● TASK GOAL: Reproduce only the lines running from the line containing "of the spiral" through the end of the records, both ends included and requests included. Scale every point coordinate in the answers by 2.6, rounding each result to a whole number with halves rounded up.

● RECORDS FOR THE EXERCISE:
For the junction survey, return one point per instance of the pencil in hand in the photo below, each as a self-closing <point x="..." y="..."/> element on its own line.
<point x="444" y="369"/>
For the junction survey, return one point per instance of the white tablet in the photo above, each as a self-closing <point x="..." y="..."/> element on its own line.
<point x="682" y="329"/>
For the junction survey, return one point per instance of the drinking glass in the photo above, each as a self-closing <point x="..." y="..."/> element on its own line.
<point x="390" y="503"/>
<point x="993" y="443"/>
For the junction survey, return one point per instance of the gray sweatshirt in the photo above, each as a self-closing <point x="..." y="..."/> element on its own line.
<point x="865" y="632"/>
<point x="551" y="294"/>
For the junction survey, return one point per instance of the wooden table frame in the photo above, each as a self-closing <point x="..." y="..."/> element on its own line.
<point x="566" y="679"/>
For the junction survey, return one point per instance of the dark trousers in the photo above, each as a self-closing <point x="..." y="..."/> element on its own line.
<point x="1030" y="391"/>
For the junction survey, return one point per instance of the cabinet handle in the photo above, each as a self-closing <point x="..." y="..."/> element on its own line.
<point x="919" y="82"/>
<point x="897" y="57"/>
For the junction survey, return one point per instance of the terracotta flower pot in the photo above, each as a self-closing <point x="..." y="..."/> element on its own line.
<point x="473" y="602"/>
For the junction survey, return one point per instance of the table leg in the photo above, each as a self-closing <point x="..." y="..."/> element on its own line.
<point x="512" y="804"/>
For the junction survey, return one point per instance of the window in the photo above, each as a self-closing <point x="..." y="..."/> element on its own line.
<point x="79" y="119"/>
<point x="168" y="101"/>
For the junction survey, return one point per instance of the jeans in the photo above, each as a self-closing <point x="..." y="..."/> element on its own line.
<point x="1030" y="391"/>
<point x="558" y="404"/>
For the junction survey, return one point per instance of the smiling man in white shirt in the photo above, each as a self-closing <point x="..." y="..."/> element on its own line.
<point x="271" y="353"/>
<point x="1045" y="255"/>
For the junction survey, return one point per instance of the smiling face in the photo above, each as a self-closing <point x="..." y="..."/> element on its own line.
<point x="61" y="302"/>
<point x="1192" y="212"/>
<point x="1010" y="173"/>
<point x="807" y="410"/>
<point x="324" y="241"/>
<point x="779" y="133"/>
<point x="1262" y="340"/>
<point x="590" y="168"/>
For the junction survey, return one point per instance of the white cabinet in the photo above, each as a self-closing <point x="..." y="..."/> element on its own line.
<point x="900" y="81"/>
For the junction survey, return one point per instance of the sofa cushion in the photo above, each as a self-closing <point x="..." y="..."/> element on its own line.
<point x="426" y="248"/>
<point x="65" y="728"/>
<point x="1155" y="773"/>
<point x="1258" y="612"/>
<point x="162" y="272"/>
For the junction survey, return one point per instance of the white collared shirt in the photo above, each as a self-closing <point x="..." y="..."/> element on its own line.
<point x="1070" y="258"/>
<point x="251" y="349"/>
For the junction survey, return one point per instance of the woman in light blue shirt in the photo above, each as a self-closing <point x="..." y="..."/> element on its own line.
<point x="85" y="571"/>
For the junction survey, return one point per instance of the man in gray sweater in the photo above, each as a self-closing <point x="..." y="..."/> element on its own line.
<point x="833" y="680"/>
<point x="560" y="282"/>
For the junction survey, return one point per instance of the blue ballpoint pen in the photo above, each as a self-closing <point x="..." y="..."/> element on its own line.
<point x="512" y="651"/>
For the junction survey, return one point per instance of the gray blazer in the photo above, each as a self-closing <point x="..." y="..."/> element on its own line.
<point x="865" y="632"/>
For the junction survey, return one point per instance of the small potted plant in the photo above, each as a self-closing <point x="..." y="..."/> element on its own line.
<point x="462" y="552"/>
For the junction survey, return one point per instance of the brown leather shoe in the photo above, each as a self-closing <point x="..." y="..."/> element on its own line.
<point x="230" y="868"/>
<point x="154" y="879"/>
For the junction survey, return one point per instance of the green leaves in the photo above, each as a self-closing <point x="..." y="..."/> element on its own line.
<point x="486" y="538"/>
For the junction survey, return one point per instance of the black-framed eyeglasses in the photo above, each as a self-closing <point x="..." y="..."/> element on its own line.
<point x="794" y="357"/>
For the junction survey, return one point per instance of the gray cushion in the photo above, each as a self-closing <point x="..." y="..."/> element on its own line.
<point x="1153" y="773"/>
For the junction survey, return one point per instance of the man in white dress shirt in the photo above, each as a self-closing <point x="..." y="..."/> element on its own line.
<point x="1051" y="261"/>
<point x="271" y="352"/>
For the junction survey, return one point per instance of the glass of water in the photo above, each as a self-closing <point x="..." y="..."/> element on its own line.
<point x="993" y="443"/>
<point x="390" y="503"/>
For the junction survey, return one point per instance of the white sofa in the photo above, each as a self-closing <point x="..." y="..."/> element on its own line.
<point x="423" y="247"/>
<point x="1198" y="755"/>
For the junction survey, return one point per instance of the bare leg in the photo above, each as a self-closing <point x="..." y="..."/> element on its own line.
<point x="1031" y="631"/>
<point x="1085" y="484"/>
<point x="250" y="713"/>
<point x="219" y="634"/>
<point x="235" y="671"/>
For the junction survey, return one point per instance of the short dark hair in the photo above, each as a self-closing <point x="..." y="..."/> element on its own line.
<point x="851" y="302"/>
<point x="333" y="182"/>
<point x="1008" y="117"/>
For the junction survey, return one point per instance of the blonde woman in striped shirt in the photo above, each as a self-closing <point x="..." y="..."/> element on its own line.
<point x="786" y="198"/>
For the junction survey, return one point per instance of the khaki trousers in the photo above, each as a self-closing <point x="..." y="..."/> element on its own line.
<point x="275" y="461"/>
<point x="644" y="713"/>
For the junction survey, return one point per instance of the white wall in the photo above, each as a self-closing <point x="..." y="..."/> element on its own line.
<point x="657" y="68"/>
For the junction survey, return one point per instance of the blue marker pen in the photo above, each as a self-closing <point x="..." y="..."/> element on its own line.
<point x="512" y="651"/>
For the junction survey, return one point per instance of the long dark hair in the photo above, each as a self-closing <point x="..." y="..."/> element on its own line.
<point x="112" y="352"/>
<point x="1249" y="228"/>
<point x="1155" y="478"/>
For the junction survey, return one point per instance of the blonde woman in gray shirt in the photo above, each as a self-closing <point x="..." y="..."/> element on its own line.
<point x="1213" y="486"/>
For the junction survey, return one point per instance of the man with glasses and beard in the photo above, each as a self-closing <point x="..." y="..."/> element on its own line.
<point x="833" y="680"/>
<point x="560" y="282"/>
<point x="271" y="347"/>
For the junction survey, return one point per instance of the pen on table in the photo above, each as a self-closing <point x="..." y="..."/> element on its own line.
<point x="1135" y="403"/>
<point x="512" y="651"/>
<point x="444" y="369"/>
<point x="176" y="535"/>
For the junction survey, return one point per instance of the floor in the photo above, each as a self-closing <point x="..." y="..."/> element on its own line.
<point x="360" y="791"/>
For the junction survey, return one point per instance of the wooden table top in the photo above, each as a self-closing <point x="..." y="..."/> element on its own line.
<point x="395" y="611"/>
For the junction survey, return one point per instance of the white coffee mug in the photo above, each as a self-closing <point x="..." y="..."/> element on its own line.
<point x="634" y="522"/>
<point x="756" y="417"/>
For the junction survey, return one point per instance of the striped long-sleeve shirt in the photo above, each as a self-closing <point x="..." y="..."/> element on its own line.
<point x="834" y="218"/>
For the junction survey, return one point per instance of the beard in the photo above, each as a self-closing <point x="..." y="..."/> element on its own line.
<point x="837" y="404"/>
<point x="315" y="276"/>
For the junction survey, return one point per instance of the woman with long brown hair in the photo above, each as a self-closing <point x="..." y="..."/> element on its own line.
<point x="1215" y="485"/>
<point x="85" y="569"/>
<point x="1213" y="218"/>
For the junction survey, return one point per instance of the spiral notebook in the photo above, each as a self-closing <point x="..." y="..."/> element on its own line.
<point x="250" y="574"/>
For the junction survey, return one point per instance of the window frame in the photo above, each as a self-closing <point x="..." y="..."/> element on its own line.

● ANSWER:
For the junction survey, return one point per instance of the spiral notebook in the photo above, each as a self-closing <point x="..." y="..."/> element on its own line.
<point x="650" y="1492"/>
For the junction survey, return one point per instance of the window frame in the photo above, each as a self-closing <point x="..." y="..."/> element on its own line.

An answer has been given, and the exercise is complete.